------ Dataset extract ------
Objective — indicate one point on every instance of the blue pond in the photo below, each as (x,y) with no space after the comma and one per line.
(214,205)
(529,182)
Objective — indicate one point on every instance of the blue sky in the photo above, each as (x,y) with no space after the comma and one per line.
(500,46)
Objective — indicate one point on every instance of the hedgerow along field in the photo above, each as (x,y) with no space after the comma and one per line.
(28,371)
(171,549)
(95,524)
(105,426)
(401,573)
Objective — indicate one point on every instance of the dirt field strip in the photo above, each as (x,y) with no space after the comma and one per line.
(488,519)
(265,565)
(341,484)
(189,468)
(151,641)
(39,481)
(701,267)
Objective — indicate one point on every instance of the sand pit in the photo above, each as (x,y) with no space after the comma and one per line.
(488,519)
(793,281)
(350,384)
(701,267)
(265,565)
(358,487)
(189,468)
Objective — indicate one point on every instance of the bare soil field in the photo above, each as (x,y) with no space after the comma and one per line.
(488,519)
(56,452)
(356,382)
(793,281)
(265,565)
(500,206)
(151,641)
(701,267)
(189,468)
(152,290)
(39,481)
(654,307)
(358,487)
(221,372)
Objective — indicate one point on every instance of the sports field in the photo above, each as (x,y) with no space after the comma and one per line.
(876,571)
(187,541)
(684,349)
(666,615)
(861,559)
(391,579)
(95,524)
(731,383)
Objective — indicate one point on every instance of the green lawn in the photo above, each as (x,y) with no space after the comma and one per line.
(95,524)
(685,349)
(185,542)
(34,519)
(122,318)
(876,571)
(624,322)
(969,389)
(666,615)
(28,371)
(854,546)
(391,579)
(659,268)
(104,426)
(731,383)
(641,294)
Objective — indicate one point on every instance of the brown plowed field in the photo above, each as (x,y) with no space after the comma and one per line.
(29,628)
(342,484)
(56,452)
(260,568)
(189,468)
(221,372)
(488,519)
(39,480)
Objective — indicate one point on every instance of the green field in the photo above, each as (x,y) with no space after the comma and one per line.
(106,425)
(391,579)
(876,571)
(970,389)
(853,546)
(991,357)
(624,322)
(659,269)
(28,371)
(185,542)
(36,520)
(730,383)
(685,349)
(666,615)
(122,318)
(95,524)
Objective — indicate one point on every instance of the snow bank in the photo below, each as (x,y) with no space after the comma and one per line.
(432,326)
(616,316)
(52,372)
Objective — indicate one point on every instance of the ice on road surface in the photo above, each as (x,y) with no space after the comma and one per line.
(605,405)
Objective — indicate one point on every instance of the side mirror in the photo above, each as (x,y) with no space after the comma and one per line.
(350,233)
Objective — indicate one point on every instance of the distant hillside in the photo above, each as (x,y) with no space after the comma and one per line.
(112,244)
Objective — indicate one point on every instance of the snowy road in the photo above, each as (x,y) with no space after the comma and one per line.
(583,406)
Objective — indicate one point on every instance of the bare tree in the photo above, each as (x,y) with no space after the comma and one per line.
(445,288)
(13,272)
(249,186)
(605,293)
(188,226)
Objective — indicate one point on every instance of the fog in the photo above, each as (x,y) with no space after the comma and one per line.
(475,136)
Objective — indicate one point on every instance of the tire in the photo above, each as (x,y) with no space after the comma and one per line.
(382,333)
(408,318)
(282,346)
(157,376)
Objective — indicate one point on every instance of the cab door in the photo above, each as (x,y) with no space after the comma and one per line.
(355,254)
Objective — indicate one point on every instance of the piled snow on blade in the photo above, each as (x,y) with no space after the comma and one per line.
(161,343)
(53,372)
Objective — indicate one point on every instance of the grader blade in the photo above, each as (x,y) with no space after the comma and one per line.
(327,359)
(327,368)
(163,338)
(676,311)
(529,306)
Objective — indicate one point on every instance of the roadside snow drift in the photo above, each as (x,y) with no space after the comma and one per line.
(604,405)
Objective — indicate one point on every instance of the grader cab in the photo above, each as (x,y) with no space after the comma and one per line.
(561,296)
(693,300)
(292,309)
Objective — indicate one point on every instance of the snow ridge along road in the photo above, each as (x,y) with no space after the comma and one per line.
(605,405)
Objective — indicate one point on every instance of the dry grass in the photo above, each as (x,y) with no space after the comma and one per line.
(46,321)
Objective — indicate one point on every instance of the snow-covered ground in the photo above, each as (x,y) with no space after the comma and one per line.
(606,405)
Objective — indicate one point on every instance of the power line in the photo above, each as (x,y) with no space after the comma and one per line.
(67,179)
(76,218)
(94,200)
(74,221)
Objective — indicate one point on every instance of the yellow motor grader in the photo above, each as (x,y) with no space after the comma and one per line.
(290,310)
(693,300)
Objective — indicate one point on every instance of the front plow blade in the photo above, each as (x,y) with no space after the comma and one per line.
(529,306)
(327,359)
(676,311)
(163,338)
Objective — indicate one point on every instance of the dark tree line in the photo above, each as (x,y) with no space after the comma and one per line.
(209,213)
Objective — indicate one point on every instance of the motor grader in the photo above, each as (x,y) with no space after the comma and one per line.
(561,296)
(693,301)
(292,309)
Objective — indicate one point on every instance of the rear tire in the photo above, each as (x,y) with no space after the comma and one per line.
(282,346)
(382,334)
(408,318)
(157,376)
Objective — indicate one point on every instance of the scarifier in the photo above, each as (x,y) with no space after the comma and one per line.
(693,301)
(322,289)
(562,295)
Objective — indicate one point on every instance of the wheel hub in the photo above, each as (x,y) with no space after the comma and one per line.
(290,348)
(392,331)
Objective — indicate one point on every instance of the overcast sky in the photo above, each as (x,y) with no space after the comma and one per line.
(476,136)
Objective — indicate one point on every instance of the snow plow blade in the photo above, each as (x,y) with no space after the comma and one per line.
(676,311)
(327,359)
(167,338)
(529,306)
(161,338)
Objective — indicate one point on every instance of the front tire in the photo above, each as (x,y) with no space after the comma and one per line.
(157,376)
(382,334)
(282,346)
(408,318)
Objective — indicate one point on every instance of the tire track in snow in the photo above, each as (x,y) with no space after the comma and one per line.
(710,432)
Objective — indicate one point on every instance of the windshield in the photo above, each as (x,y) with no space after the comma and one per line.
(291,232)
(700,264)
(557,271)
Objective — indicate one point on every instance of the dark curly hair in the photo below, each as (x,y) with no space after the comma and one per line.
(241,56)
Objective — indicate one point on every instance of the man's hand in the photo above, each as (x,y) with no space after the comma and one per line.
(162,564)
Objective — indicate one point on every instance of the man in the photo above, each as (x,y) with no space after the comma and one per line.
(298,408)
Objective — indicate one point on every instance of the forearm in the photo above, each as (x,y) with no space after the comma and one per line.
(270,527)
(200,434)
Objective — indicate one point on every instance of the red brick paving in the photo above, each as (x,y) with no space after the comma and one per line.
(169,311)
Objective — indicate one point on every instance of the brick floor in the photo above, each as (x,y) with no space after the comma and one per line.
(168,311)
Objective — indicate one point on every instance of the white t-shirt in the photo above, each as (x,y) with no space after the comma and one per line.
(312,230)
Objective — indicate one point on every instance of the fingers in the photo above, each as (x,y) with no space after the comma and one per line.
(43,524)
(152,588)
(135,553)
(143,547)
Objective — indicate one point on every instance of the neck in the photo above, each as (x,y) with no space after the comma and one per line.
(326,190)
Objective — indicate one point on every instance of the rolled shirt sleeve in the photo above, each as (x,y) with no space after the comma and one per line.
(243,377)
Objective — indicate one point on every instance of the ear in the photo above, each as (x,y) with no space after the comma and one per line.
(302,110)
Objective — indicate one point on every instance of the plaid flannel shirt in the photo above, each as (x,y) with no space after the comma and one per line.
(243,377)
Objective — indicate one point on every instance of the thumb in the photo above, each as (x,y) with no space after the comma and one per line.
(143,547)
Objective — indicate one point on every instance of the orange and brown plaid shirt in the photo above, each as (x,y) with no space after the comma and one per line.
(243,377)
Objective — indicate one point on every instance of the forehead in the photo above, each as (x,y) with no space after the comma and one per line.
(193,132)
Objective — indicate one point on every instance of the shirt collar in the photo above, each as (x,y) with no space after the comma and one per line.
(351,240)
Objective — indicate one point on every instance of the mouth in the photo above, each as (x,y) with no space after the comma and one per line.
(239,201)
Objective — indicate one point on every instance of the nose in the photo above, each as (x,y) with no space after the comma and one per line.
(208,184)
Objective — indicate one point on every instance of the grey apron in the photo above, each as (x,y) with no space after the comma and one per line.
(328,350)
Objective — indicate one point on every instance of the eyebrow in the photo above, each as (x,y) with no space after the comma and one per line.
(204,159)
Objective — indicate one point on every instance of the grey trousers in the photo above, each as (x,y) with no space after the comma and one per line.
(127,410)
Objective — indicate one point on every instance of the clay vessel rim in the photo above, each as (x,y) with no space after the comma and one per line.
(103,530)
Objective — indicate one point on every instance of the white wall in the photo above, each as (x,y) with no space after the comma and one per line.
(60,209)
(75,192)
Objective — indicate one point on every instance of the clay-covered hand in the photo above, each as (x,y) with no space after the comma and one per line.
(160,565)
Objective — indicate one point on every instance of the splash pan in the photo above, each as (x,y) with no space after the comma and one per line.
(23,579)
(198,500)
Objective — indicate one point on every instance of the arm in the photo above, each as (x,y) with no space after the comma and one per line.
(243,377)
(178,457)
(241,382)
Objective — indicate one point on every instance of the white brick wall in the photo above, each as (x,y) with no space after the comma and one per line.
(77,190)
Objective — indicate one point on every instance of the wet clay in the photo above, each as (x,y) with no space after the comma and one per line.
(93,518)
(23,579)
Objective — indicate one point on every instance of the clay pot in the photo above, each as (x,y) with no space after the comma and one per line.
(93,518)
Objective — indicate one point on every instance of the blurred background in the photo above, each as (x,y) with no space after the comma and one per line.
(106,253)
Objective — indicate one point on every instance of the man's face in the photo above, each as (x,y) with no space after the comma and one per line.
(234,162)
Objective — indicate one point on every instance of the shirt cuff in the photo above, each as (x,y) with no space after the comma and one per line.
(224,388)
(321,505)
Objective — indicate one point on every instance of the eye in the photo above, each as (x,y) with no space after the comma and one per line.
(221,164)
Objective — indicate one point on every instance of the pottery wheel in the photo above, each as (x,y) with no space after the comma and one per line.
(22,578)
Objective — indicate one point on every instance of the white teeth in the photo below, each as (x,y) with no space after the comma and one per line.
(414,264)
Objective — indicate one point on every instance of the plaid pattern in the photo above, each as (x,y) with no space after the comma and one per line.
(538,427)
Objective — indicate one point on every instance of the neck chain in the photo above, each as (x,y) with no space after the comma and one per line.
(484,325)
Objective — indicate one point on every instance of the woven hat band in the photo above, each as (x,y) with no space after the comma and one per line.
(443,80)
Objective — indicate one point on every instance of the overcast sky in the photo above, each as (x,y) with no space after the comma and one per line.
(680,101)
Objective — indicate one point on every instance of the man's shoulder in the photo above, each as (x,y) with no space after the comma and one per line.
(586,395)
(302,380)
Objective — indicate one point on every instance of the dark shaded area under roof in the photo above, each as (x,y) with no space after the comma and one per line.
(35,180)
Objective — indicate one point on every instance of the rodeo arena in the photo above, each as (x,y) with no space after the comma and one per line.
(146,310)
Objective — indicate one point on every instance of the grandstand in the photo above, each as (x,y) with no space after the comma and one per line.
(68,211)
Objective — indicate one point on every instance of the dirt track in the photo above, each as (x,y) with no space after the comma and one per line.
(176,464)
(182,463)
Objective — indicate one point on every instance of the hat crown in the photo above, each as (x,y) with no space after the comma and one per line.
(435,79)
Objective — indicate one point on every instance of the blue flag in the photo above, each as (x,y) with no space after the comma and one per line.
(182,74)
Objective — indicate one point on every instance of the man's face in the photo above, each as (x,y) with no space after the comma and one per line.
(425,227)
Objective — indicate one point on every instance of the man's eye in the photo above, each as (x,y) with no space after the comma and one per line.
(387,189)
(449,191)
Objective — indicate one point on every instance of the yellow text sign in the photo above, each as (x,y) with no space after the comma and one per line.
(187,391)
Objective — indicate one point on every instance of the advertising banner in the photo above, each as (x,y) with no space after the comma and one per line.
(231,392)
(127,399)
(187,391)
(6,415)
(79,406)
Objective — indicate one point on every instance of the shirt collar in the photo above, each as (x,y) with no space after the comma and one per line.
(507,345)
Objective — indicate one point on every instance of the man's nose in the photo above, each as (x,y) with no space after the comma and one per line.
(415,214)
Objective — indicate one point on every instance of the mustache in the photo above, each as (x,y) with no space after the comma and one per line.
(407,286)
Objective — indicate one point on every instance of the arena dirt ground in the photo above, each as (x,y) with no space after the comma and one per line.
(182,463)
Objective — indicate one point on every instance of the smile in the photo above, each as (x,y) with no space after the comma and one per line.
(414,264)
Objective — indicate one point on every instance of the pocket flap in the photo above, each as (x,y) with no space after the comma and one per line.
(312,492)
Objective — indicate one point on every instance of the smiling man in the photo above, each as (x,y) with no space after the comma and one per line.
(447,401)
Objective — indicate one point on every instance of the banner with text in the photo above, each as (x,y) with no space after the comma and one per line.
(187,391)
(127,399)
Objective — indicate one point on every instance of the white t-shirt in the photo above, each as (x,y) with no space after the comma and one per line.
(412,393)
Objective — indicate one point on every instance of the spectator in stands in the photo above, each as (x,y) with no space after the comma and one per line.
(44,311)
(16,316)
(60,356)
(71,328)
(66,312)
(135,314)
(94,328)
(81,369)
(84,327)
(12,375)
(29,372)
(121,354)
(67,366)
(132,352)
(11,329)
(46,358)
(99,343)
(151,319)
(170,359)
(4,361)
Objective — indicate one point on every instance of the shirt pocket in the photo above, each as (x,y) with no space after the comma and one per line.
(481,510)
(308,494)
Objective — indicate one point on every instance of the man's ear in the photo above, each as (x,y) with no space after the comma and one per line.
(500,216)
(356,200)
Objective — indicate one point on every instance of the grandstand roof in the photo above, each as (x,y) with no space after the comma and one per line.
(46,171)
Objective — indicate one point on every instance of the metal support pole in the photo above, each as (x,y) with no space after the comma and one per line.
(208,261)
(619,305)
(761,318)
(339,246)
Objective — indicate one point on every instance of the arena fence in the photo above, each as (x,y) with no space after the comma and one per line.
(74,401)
------
Task to complete = Only the lines from the one containing "Objective — indicate one point on every instance of the smiling" through the end of the material should be reproduced, exactly, with both ends included.

Completed task =
Objective — indicate one point on every instance of the smiling man in the photo above, each as (x,y) with no space after the comma and one per line.
(447,401)
Objective — indicate one point on every instance of the banner with text in the photo above, each as (x,y) with no space after the comma and one per line.
(187,391)
(127,399)
Objective — indicate one point on every instance of the white t-shirt in the photo above, each as (x,y) with no space after the comma and one per line.
(412,393)
Objective — indicate one point on every instance of the spectator in stands in the photo above, each as (x,y) with no space after the comma and one per line.
(44,311)
(16,316)
(60,356)
(71,328)
(66,312)
(135,314)
(94,328)
(81,369)
(84,327)
(12,375)
(29,372)
(121,354)
(67,366)
(132,352)
(11,329)
(46,358)
(99,343)
(151,319)
(170,359)
(4,361)
Objective — indicate one point on every instance of the shirt pocket in the photo above, each as (x,y) with no space after the comma and one per line.
(481,510)
(308,494)
Objective — indicate one point on every instance of the man's ear in the photo above, each as (x,y) with no space after the comma and one per line.
(500,216)
(356,200)
Objective — indicate one point on every instance of the grandstand roof in the photo above, each as (x,y) with no space after the comma and one per line.
(46,171)
Objective — indicate one point on every instance of the metal support pole in the photo above, each as (x,y) with no space after the comma and one per line.
(208,261)
(619,305)
(761,318)
(339,246)
Objective — indicate one point on every instance of the arena fence in the photo above, each as (x,y) with no space after the comma and one per line.
(74,401)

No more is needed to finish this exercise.